*Stated goal*
Rewrite the material below as a numbered list, leaving out any blank lines.
-------- Data for this exercise --------
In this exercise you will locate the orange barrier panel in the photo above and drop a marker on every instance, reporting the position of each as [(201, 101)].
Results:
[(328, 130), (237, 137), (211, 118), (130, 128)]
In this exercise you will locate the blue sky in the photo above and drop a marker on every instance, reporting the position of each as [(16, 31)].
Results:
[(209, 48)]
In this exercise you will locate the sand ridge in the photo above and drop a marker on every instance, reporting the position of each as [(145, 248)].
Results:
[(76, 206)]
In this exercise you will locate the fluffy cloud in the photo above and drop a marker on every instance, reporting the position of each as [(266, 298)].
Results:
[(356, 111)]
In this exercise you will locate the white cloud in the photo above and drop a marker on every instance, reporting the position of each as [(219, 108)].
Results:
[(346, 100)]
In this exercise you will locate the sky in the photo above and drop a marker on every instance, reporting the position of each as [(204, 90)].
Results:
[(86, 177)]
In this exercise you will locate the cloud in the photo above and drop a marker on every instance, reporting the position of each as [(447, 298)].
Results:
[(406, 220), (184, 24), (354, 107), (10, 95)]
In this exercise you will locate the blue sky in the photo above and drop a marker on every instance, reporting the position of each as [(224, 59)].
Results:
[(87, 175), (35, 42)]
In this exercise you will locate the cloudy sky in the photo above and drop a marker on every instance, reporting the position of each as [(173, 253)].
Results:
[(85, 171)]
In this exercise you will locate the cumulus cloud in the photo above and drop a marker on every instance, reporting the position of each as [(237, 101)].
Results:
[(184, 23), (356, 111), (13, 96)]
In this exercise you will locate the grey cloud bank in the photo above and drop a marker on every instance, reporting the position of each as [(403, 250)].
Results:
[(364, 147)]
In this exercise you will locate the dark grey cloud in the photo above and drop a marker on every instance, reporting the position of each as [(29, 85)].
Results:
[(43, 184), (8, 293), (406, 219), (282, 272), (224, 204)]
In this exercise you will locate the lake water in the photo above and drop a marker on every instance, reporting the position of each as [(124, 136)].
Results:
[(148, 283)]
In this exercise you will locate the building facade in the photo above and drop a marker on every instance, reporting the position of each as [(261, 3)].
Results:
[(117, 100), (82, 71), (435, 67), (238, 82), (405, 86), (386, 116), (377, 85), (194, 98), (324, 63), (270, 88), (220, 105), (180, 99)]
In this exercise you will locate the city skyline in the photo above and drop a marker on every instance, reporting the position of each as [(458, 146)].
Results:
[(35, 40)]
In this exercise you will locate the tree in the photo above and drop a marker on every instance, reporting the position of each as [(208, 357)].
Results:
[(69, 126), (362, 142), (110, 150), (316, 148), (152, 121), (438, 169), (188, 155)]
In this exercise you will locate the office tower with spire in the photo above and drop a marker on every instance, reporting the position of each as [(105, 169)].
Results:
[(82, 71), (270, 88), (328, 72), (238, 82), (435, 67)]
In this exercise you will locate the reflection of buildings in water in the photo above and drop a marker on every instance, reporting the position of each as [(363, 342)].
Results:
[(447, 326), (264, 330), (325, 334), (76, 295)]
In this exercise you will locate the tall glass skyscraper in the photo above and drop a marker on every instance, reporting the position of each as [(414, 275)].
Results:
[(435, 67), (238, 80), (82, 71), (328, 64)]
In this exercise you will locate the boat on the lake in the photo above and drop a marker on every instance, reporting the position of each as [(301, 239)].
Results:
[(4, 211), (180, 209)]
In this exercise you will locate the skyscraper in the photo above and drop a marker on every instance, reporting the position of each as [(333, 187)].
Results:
--------
*Complete answer*
1. In this exercise you will locate the orange barrier panel in the photo above and drop a marker on every instance, reporting the position of each as [(201, 101)].
2. Results:
3. [(328, 130), (237, 137), (211, 118), (130, 128)]
4. In this exercise you will locate the blue sky in the photo above and drop a marker on every instance, reporting the position of each as [(16, 31)].
5. Results:
6. [(209, 48)]
7. In this exercise you will locate the sand ridge in the photo above and drop a marker on every instance, reporting the position of each as [(145, 248)].
8. Results:
9. [(76, 206)]
10. In this exercise you will locate the fluffy cloud in the photo above and drop a marker on every instance, reporting the position of each as [(266, 298)].
11. Results:
12. [(356, 111)]
13. In this exercise you will locate the white cloud in the photo above and drop a marker on every instance, reporting the position of each as [(219, 108)].
14. Results:
15. [(346, 100)]
16. In this exercise you will locate the sky in the photo above and drop a marker on every instance, reporting the position of each as [(204, 90)].
17. Results:
18. [(86, 177)]
19. In this exercise you will locate the cloud in the photo above and drop a marker on every instance, reporting the position of each as [(447, 298)].
20. Results:
21. [(406, 220), (184, 24), (354, 107), (10, 95)]
22. In this exercise you will locate the blue sky in the photo above and drop a marker on every instance, reporting the position of each as [(224, 59)].
23. Results:
24. [(87, 175), (35, 42)]
25. In this exercise you will locate the cloudy sky in the photo above and drop a marker on every instance, reporting the position of each as [(173, 253)].
26. Results:
27. [(85, 171)]
28. In this exercise you will locate the cumulus cloud in the photo above and drop a marker on every instance, reporting the position of each as [(237, 101)].
29. Results:
30. [(184, 23), (356, 111), (13, 96)]
31. In this exercise you will locate the grey cloud bank in the photo above and drop a marker on every instance, reporting the position of each as [(403, 250)].
32. Results:
33. [(364, 147)]
34. In this exercise you will locate the dark grey cloud in the photo above and drop a marker on every instance, reporting the position of each as [(29, 85)].
35. Results:
36. [(43, 184), (8, 293), (406, 219), (282, 272), (224, 204)]
37. In this exercise you will locate the lake water in the photo above and drop a marker on every instance, reporting the position of each as [(124, 136)].
38. Results:
39. [(148, 283)]
40. In this exercise you will locate the building facade in the photo above and drop a marker on every instance, reporting the position of each as [(261, 3)].
41. Results:
42. [(117, 100), (82, 71), (435, 67), (238, 82), (405, 86), (386, 116), (377, 85), (194, 98), (324, 63), (270, 88), (220, 105), (180, 99)]
43. In this exercise you will locate the city skyline in the photo above and drop a marker on every instance, reporting the position of each as [(458, 146)].
44. Results:
45. [(35, 40)]
46. In this exercise you will locate the tree in the photo above and drop a marker on every instance, reporting the position of each as [(208, 357)].
47. Results:
48. [(69, 126), (362, 142), (110, 150), (316, 148), (152, 121), (438, 169), (188, 155)]
49. In this exercise you will locate the office tower with spire in the photo above and drop a marker on every instance, reporting the position of each as [(105, 169)].
50. Results:
51. [(82, 71), (270, 88), (328, 72), (238, 82), (435, 67)]
52. In this exercise you will locate the reflection of buildings in water in the photo above and drop a marker on every instance, reporting the position of each as [(363, 342)].
53. Results:
54. [(447, 326), (264, 330), (325, 334), (76, 295)]
55. In this exercise you will locate the tall glass skyscraper in the photo above and drop a marker on every instance, reporting the position of each as [(414, 275)].
56. Results:
57. [(435, 67), (238, 80), (82, 71), (328, 64)]
58. In this exercise you will locate the boat on the lake in the photo above and drop a marker on every instance, reporting the position of each as [(301, 239)].
59. Results:
60. [(4, 211), (180, 209)]
61. In this exercise you will locate the skyscraper in the photo above and drop a marker on every instance, reporting the position of each as [(333, 187)].
62. Results:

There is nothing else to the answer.